NEW YORK (GenomeWeb) – Two groups of researchers have called for more and better-coordinated microbiome research.
A US-based team of 17 researchers has established a Unified Microbiome Initiative to help direct the development and refinement of tools to understand and utilizethe Earth's microbiome. Similarly, a trio of researchers from the US, Europe, and China has proposed that an International Microbiome Initiative be established to coordinate funding, research, standards, and more across national borders.
"Microbiology is coming to a point where it's extraordinarily evident that bacteria, fungi, and viruses play a massive role in the development of health and disease in humans, in environmental settings, and ecological systems," the University of Chicago's Jack Gilbert, one of the US researchers, said in a statement. "We need to unify ourselves across the different disciplines to integrate our research objectives towards a common goal. We can do that in small cohorts at the moment, but the Unified Microbiome Initiative will create the infrastructure to come together under a single umbrella."
Current microbiome efforts in the US and abroad have focused on cataloging what microbes are present in certain environments, and while both groups said this was a necessary first step, they also argued that a more holistic understanding of the microbiome that draws on a range of disciplines — from biology to geology to computer science — will be needed to advance the field.
In Science, the US team argued that a new approach could support the development of new tools and technologies to enhance basic discoveries and translate them for various applications.
The Unified Microbiome Initiative, Gilbert and his colleagues wrote, aims to coordinate microbiome research. While the UMI team said that the larger research community would be important in shaping the initiative's goals, it highlighted certain areas for initial development.
For instance, the UMI team said that developing new tools to help characterize the function of unknown genes as well as disentangling the chemistry of microbiomes would be critical. They also said that transition from gene-centric to whole genome-based analyses — also requiring new technologies — would help researchers understand community dynamics and functions. Model system and informatics approaches would also have to be developed and refined, they added.
"Over the near term of five years, these tools could reorient the field from correlative studies to hypothesis-driven approaches capable of establishing precise causal relationships," the UMI team wrote. "Over a longer term of 10 years, we envision a leap toward predictive understanding that allows evidence-based, model-informed microbiome management and design."
To do that, the group noted that it would oversee and direct funding for microbiome research by federal agencies as disparate as the US National Institutes of Health and the Department of Energy, and private partners to both ensure coordination and avoid redundancies.

EXTRACTED RECORDS –
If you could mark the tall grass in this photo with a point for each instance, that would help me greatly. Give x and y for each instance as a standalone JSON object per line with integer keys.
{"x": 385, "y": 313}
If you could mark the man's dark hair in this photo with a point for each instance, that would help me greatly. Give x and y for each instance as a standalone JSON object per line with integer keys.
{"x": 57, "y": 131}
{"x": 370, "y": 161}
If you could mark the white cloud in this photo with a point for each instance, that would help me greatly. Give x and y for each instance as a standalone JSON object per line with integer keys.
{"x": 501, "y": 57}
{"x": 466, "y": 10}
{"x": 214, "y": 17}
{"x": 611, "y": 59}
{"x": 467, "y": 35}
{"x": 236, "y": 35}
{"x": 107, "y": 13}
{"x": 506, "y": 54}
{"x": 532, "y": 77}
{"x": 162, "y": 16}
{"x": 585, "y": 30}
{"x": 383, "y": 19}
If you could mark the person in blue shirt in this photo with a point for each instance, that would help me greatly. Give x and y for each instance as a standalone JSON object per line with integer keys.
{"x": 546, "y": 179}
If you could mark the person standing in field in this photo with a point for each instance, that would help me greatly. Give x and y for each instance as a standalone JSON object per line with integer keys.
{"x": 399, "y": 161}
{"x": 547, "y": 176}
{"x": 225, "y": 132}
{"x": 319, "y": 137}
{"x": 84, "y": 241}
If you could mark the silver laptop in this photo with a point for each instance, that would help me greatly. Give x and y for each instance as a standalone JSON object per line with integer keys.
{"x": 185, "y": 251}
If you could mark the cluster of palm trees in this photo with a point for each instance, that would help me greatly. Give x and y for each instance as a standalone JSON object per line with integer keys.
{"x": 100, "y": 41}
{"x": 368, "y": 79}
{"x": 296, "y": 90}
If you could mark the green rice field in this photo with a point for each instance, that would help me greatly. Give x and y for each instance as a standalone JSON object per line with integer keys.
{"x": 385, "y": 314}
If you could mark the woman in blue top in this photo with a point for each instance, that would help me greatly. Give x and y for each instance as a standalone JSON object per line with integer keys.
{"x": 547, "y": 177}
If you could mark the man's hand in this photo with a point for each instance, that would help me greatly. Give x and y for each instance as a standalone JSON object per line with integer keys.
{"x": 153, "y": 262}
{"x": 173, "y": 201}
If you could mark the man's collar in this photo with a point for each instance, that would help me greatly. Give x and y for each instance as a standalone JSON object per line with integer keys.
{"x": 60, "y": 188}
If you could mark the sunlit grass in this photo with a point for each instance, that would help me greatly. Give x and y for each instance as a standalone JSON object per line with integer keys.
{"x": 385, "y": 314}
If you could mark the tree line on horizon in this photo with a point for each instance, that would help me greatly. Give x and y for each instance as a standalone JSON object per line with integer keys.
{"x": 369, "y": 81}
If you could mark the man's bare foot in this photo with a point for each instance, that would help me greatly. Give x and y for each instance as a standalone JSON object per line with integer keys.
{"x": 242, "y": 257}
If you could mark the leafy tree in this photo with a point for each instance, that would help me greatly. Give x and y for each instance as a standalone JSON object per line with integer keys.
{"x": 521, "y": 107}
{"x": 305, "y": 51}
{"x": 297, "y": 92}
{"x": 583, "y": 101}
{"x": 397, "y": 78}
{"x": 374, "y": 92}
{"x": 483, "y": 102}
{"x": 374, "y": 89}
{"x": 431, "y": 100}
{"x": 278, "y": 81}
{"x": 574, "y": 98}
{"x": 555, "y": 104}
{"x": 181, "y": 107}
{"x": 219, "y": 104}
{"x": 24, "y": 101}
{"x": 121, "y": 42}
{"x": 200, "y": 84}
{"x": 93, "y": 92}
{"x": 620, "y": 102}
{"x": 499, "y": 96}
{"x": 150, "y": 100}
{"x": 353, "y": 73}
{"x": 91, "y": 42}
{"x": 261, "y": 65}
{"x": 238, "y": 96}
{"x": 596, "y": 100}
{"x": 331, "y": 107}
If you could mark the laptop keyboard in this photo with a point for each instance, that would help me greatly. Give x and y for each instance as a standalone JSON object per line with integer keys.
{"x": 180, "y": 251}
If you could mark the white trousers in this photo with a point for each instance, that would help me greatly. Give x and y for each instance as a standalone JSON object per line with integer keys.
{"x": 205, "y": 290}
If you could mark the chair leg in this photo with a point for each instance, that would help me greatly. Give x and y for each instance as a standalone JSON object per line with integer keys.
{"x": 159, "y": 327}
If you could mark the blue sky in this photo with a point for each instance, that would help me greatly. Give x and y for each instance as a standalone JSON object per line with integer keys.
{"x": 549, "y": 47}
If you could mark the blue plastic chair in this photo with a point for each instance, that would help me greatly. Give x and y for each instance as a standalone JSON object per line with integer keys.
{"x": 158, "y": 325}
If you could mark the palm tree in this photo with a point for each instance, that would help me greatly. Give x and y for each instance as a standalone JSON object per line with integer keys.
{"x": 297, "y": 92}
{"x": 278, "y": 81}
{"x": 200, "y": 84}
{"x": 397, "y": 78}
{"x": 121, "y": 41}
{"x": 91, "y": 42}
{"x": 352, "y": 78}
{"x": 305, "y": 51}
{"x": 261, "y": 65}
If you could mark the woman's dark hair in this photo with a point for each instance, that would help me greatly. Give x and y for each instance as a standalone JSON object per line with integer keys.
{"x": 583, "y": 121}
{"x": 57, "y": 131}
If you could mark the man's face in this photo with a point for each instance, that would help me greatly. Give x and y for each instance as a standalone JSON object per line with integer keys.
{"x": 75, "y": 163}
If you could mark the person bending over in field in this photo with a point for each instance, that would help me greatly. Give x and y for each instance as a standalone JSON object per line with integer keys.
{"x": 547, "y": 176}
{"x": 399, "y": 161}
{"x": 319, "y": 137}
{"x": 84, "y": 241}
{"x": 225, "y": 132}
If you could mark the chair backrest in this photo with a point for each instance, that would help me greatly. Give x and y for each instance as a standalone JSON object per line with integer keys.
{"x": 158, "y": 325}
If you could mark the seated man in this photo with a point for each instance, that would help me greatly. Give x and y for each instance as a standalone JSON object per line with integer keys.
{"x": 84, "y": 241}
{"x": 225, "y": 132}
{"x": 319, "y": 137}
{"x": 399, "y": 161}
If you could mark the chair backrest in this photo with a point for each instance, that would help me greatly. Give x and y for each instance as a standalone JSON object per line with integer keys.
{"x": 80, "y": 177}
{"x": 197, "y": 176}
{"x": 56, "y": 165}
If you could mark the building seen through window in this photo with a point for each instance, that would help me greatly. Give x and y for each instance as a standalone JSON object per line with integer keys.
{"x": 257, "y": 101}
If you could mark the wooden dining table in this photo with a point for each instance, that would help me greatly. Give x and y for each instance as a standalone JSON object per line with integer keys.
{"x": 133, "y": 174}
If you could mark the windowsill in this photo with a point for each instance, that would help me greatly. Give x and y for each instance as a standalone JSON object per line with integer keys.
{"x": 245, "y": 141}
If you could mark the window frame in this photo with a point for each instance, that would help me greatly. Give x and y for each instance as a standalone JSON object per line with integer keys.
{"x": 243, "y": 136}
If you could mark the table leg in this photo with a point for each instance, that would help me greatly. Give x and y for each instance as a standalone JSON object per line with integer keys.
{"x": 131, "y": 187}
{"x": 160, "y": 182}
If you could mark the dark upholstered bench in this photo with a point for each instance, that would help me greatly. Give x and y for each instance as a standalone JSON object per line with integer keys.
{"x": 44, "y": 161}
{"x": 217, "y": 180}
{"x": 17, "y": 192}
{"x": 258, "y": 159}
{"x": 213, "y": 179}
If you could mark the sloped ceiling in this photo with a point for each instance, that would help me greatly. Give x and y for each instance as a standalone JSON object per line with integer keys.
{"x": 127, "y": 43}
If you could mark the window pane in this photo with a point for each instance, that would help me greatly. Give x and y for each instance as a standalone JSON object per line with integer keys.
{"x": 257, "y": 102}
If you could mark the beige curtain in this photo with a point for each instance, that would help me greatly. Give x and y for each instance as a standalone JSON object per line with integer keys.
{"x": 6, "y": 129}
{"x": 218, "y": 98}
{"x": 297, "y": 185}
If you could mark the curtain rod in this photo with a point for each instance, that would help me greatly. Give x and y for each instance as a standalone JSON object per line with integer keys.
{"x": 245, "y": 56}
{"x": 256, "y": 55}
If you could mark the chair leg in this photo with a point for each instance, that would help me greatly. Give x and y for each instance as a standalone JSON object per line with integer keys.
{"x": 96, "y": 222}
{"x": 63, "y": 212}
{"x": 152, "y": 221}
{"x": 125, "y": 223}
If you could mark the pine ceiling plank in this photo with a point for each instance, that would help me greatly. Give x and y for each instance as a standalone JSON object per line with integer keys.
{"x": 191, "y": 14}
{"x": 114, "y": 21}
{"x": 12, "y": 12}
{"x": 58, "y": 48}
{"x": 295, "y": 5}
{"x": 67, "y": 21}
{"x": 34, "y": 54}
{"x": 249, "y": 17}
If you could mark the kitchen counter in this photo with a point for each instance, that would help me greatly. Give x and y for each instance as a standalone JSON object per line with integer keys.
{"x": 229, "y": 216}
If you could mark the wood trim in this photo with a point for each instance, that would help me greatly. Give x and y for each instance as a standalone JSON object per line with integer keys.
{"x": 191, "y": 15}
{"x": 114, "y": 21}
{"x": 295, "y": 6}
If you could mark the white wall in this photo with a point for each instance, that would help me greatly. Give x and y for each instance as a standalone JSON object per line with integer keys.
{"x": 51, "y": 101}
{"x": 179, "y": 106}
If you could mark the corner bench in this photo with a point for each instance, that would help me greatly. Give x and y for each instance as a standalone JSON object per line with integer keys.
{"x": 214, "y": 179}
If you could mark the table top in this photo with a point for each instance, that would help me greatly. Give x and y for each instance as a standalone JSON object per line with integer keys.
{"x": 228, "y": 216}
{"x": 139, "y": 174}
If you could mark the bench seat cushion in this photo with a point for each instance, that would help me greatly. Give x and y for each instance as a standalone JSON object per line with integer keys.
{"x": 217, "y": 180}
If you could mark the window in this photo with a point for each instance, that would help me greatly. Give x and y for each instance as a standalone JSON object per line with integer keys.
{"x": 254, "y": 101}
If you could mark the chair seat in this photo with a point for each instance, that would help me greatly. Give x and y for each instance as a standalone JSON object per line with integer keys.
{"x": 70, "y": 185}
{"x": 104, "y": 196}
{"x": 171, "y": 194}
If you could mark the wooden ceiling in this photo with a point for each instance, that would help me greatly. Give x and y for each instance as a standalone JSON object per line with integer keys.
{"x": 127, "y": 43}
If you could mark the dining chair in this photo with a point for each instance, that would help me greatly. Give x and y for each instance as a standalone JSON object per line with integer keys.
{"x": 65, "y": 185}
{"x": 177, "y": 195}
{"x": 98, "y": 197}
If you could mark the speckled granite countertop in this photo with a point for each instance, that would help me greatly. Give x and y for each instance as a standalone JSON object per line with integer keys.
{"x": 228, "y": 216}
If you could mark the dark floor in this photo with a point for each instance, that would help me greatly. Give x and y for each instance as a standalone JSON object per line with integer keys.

TASK PROMPT –
Turn the paragraph of the microbiome article that begins "For instance, the UMI team said" into a short bulleted list that keeps its main facts. The rows are separate material from the microbiome article.

TASK OUTPUT –
- New tools to characterize the function of unknown genes are critical.
- Disentangling the chemistry of microbiomes is critical.
- Moving from gene-centric to whole genome-based analyses, which also needs new technologies, would help researchers understand community dynamics and functions.
- Model system and informatics approaches must be developed and refined.